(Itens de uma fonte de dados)

= = = = =

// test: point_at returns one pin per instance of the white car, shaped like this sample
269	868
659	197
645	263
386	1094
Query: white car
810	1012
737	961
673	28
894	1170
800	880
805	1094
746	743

= = = = =

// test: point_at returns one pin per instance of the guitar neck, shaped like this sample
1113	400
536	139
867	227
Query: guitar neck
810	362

= = = = =

§ **O que fazer**:
Extraia dos itens acima todas as linhas em que aparece a palavra "sample".

§ **Resolução do problema**:
// test: point_at returns one pin per instance of the white car, shaped like this sample
// test: point_at returns one pin per instance of the guitar neck, shaped like this sample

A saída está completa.